§ **Goal**
Extract the line that contains "Target: blue sky" and every line after it to the end of the records below, exactly as written and nothing else.
--- start Records for the exercise ---
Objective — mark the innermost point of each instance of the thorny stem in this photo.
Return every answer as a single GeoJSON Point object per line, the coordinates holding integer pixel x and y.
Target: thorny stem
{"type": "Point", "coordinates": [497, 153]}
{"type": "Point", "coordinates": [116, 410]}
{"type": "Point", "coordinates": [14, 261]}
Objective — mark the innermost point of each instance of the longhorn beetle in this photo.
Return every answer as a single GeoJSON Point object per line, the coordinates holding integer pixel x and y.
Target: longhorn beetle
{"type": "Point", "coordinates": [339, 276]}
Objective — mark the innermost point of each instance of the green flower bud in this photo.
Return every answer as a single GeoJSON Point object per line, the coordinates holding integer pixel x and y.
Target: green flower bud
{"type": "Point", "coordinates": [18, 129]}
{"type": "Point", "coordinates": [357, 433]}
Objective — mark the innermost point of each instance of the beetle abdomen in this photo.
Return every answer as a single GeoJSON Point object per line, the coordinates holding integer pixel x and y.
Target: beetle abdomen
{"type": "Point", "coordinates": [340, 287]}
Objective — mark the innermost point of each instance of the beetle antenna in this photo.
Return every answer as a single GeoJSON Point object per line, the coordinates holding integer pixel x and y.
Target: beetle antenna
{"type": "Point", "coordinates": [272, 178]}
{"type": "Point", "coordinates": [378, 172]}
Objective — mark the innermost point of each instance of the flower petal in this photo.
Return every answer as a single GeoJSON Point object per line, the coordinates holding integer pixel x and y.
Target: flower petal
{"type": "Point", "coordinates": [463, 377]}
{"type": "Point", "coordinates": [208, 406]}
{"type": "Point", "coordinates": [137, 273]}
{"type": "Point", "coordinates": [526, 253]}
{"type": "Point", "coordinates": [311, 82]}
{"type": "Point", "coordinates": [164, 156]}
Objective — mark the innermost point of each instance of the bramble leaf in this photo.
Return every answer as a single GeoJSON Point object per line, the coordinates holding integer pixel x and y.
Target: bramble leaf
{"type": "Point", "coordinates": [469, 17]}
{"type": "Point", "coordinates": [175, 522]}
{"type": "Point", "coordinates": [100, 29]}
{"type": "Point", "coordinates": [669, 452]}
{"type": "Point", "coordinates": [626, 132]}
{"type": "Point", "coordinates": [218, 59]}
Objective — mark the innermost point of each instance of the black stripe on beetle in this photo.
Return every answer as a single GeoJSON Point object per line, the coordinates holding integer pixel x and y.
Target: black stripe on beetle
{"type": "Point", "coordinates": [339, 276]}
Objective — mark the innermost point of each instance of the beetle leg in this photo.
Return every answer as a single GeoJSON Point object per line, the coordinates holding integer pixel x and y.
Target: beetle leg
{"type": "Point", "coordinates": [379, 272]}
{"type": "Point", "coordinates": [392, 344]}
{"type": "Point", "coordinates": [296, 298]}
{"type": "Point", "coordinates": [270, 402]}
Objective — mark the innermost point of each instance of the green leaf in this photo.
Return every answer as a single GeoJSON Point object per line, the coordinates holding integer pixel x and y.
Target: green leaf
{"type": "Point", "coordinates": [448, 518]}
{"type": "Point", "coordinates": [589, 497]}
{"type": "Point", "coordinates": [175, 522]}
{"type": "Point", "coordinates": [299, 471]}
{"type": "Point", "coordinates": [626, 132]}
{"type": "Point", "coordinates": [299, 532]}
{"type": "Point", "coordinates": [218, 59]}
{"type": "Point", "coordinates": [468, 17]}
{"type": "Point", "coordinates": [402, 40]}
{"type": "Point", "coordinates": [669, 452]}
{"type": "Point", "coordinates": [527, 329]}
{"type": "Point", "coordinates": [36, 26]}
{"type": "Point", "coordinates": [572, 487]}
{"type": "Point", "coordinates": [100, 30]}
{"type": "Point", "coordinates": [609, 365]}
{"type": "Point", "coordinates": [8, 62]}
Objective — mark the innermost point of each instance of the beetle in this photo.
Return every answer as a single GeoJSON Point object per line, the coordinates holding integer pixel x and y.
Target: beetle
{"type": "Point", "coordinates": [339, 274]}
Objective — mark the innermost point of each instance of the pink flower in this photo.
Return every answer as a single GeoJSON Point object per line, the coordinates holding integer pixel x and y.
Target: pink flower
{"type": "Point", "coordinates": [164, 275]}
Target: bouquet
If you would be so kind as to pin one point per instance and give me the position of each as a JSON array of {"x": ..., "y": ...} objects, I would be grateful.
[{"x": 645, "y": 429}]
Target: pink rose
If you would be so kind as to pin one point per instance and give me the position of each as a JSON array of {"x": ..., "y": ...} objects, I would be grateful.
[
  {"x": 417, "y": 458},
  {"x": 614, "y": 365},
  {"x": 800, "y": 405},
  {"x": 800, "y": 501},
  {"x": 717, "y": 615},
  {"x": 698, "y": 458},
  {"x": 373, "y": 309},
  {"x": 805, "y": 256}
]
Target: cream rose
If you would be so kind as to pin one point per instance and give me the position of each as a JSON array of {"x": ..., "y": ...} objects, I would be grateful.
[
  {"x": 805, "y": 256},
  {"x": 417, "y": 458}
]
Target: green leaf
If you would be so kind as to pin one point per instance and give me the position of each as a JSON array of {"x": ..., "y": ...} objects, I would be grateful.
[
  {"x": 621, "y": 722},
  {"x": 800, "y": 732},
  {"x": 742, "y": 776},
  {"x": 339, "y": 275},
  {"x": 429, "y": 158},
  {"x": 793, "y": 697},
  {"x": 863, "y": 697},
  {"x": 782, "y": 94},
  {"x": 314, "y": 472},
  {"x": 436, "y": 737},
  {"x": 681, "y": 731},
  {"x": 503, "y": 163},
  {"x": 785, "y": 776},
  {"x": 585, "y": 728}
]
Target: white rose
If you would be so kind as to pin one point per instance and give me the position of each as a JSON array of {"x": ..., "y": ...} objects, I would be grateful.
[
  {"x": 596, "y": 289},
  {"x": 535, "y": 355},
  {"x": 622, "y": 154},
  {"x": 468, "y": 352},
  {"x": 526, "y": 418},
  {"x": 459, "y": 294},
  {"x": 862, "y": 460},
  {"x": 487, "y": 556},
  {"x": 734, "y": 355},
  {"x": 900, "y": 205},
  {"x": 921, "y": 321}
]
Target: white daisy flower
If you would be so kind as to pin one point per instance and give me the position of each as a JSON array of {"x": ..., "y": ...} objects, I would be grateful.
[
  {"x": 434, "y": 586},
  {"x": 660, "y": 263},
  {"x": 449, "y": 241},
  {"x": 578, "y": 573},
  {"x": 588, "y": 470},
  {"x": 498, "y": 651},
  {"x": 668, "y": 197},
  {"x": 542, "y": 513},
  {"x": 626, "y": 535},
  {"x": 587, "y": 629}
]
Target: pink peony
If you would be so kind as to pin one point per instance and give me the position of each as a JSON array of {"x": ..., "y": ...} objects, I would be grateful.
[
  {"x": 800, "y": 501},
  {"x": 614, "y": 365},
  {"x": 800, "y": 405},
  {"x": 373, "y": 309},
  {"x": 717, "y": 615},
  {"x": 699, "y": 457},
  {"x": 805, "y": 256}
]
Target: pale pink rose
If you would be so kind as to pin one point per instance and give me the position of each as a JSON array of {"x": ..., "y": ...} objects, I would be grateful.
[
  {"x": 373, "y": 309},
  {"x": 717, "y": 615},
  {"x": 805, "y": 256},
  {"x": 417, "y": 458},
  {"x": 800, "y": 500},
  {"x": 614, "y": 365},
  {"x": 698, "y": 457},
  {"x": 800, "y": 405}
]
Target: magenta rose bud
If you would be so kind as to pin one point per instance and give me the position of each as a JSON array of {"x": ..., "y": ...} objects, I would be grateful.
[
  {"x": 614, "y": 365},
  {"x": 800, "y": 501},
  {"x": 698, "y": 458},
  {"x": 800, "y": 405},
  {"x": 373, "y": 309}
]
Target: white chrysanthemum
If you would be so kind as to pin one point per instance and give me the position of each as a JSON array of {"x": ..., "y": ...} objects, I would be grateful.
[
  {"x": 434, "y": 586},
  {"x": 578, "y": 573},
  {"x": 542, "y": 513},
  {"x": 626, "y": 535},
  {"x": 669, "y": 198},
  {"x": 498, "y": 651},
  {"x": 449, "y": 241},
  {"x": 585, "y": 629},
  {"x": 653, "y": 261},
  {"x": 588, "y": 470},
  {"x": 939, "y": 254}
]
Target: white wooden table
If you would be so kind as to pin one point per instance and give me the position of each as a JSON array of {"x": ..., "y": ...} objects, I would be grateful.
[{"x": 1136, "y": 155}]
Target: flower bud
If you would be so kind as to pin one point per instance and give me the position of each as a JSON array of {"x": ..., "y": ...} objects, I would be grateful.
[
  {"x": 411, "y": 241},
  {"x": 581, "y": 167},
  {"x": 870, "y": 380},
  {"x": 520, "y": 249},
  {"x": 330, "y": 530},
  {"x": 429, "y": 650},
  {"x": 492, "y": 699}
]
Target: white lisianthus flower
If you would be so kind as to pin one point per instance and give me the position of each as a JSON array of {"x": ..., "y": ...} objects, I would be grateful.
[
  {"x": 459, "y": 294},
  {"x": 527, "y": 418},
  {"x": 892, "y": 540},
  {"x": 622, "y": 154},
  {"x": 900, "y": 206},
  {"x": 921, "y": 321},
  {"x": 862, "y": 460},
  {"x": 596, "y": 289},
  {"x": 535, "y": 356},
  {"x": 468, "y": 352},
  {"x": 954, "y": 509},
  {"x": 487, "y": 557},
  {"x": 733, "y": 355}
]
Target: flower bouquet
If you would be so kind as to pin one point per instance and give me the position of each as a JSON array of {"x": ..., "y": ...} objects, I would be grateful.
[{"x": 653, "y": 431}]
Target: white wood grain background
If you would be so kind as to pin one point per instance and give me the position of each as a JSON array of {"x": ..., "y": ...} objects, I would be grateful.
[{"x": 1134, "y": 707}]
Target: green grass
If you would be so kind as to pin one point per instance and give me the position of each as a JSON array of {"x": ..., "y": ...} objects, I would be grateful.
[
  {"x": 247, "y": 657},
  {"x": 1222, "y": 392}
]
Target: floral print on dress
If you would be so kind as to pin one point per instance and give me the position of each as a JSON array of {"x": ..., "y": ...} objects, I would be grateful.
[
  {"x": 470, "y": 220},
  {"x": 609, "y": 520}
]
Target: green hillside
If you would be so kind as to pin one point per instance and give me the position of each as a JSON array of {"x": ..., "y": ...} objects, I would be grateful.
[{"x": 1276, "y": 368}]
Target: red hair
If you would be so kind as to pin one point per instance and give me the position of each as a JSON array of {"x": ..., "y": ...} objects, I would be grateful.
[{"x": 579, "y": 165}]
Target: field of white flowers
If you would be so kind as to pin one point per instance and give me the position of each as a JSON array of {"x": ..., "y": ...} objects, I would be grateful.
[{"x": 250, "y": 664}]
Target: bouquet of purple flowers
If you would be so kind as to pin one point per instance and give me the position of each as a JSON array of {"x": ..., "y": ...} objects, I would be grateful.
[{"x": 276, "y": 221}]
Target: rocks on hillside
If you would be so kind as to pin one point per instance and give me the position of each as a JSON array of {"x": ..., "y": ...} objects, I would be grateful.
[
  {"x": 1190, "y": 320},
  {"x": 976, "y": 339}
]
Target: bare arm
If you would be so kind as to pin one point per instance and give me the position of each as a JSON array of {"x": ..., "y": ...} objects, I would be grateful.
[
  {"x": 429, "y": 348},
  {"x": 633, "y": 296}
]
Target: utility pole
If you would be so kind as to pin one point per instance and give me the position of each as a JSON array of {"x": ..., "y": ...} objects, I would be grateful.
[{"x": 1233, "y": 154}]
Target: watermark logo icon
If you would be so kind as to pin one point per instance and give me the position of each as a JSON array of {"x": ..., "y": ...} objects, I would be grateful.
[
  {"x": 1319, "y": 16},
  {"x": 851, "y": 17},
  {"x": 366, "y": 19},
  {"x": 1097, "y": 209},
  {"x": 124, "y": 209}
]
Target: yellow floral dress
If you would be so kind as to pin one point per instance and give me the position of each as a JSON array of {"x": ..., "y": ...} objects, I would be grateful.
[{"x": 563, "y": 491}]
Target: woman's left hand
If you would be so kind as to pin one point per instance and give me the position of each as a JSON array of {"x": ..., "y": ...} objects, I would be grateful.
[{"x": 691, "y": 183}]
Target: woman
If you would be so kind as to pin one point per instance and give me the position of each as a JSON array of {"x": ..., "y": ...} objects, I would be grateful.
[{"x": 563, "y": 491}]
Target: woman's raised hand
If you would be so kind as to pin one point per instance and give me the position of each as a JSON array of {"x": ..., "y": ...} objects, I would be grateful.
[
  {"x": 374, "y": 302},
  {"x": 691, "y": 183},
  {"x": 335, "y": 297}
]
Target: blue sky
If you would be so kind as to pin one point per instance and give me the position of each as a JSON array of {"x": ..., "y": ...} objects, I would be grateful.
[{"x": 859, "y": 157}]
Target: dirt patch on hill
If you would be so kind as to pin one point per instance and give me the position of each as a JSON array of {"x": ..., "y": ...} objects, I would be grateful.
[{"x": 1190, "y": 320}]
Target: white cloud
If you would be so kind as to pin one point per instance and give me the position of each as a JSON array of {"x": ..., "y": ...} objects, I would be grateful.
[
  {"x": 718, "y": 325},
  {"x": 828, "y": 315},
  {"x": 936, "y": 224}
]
--- end Records for the exercise ---
§ **Task response**
Target: blue sky
If you would be so kind as to pin one point per instance and give me the position of each as a JSON array of {"x": ..., "y": ...} objects, I would be grateful.
[{"x": 859, "y": 157}]
Target: dirt patch on hill
If you would be so kind as to pin one point per instance and give me the position of each as a JSON array of {"x": ..., "y": ...} objects, I would be grateful.
[{"x": 1190, "y": 320}]
Target: white cloud
If you would be so kind as to pin one point per instance and give me the position of each as a JSON array of {"x": ..., "y": ...} objects, I would be grateful.
[
  {"x": 718, "y": 325},
  {"x": 828, "y": 315},
  {"x": 936, "y": 224}
]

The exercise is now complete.